-- YOUR ASSIGNMENT --
With nothing added and nothing dropped, copy the entire listing.

Content starts

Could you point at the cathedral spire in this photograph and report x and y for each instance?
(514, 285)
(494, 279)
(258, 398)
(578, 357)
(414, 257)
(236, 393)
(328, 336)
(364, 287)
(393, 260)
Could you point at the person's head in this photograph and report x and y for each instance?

Content ends

-- WRITTEN SOLUTION --
Could you point at the cathedral spire in this photograph and report x and y for each instance?
(514, 285)
(494, 279)
(258, 398)
(578, 357)
(414, 257)
(236, 393)
(328, 336)
(364, 287)
(393, 260)
Could you point at the person's head in this photograph and report x and y for each instance?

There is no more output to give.